___ Supplied data ___

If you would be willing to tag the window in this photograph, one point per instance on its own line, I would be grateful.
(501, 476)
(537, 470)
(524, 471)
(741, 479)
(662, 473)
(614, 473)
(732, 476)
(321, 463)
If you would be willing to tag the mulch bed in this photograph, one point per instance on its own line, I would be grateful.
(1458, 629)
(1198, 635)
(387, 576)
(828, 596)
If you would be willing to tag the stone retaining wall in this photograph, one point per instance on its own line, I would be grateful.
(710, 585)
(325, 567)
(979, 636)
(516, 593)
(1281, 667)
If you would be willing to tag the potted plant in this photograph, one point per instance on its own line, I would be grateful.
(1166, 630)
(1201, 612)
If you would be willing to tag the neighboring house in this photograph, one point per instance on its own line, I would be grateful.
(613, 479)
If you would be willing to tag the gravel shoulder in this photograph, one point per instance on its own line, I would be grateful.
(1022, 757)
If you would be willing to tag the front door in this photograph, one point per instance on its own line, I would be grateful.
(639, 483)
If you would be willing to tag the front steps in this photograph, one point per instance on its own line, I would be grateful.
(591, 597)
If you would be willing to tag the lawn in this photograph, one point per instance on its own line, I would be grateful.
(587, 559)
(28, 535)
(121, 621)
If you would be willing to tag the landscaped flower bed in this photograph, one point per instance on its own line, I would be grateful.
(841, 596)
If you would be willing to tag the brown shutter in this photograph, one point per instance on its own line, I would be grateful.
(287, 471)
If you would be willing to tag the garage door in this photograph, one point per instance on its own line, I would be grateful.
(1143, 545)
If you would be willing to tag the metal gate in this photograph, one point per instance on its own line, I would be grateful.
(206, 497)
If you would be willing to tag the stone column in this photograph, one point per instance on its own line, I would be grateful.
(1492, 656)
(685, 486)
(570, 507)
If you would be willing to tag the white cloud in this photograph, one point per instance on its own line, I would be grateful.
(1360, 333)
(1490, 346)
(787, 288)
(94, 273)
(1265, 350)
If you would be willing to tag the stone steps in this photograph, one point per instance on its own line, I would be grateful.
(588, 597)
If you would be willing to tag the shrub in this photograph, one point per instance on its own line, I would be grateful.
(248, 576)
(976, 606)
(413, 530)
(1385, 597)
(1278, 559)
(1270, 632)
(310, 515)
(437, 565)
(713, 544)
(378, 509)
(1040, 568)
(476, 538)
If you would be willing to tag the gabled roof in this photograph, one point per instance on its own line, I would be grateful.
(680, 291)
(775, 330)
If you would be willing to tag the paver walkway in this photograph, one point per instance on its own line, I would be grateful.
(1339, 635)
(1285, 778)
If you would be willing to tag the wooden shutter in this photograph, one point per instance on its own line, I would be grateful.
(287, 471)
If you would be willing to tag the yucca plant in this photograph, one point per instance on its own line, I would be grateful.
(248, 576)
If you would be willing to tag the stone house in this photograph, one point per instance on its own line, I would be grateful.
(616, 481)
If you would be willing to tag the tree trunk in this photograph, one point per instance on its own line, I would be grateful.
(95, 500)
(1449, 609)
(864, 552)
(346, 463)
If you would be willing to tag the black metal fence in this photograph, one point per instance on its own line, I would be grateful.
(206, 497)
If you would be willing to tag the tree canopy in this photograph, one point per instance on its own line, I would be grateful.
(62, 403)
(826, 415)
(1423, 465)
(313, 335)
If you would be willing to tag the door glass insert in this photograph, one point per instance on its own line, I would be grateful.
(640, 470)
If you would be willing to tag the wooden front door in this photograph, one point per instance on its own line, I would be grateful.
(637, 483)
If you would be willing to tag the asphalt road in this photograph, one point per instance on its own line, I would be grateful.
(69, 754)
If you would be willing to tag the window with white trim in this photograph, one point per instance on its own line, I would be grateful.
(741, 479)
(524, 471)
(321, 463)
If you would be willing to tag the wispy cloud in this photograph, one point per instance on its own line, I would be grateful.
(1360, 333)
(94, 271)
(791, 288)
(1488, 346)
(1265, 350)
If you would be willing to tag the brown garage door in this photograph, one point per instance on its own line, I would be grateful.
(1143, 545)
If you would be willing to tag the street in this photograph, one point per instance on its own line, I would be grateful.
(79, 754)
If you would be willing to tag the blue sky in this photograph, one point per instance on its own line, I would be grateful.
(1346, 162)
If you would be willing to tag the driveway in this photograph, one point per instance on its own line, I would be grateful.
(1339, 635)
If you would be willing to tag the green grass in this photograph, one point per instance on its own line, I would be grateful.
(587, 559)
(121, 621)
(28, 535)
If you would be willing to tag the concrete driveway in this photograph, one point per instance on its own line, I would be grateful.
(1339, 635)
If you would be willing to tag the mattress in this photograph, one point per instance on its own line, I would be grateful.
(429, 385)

___

The response should be an exact repeat of the data above.

If you would be willing to tag the window in this photograph, one point per instance on its own line, I would be grateful.
(501, 476)
(537, 470)
(524, 471)
(741, 479)
(662, 473)
(614, 473)
(732, 476)
(321, 463)
If you would be willing to tag the mulch bed in this photograph, one point per instance on its own line, I would be grateful.
(1458, 629)
(1198, 635)
(387, 576)
(828, 596)
If you would be willing to tag the stone retaining wall in this photograph, one point per instance on its own line, I would be grateful.
(710, 585)
(325, 567)
(979, 636)
(516, 593)
(1281, 667)
If you would be willing to tag the potted plant in this photograph, one point per instance on its own line, I would be grateful.
(1166, 630)
(1201, 612)
If you would be willing to tag the neighboring house in this photograph, one point per instance on its own line, I would be grateful.
(613, 479)
If you would be willing to tag the gravel shoulder in this photograph, one point per instance on its own line, I would be grateful.
(1022, 757)
If you would be willing to tag the front door in this photograph, one point per instance on its own line, I would be grateful.
(639, 483)
If you would be willing to tag the front steps in this photograph, one point per instance on its own line, I would be grateful.
(591, 597)
If you would be willing to tag the lawn in this photograph, one point per instance on its own line, I would be grateful.
(587, 559)
(28, 535)
(121, 621)
If you would be willing to tag the landscaped flower bed in this photograph, one point per instance on its own line, I would be grateful.
(841, 596)
If you would be willing to tag the brown shutter in this photograph, one point per instance on its own line, I would be grateful.
(287, 471)
If you would be willing to tag the garage door in this photograph, one point per instance on its own line, I would be grateful.
(1143, 545)
If you would be willing to tag the metal gate in this photograph, one point per instance on its own line, I would be grateful.
(206, 497)
If you would be willing to tag the stone column in this photograph, one point per instance on its own line, I would be grateful.
(1492, 656)
(685, 486)
(570, 507)
If you would be willing to tag the white cloud in this photograph, one point per instance on its own line, I would be grateful.
(1360, 333)
(1490, 346)
(787, 288)
(94, 273)
(1265, 350)
If you would be willing to tag the stone steps in this photograph, one point per instance on its own line, I would be grateful.
(588, 597)
If you would be willing to tag the shrub in this photograph, one point per instance on its own line, I would be grateful.
(248, 576)
(976, 606)
(413, 530)
(1385, 597)
(1278, 559)
(1270, 632)
(310, 515)
(437, 565)
(713, 544)
(378, 509)
(1040, 568)
(476, 538)
If you would be willing to tag the gabled roof in this photograph, one point per instance on its own line, I would be grateful.
(680, 291)
(775, 330)
If you would be willing to tag the paver walkway in this photograph, one point per instance on its own line, I would be grateful.
(1339, 635)
(1285, 778)
If you would be willing to tag the wooden shutter in this photograph, one point per instance on its own line, I would be grateful.
(287, 471)
If you would be willing to tag the yucca plant in this photograph, one point per instance on its own line, I would be grateful.
(248, 576)
If you would be willing to tag the stone house in this photograph, one point per instance on its own line, I would be grateful.
(616, 481)
If you would be willing to tag the tree trunk in this photograph, one point per instance on its own line, I would be grateful.
(95, 500)
(1449, 609)
(864, 552)
(346, 463)
If you would be willing to tag the black metal fence in this photograph, one point per instance on its own line, I would be grateful.
(206, 497)
If you would be willing to tag the tree canopy in this photograph, one point per instance on its own line, I would be grateful.
(62, 403)
(826, 415)
(1423, 465)
(313, 335)
If you would be willing to tag the door glass insert in this photograph, one point per instance on its own line, I would be grateful.
(640, 470)
If you would be willing to tag the wooden front door in this photograph, one point per instance on its own line, I would be grateful.
(637, 483)
If you would be willing to tag the asphalt road in this photograph, one point per instance on its own line, I would be grateful.
(69, 754)
If you would be willing to tag the window with white trim in this photograph, one point per instance on its own line, I would be grateful.
(741, 479)
(524, 471)
(321, 463)
If you would be willing to tag the wispy cloud in this photograph, one point per instance on its own line, I would be grateful.
(1360, 333)
(94, 271)
(791, 288)
(1488, 346)
(1265, 350)
If you would be willing to tag the brown garage door in this photograph, one point per instance on its own line, I would be grateful.
(1143, 545)
If you would be willing to tag the street in this photograph, one point per instance on its own line, I would be grateful.
(79, 754)
If you would be willing to tag the blue sky in this photograph, one point per instance on its own line, I would be grateful.
(1346, 162)
If you would be willing to tag the driveway in this photograph, one point per instance on its own line, I would be grateful.
(1339, 635)
If you would be willing to tag the green grass in this photograph, one point per instance on its own line, I would be grateful.
(587, 559)
(121, 621)
(28, 535)
If you would be willing to tag the concrete driveway in this photograph, one point per instance on its own line, I would be grateful.
(1339, 635)
If you would be willing to tag the mattress in this photograph, one point per instance on its own line, I would be grateful.
(429, 385)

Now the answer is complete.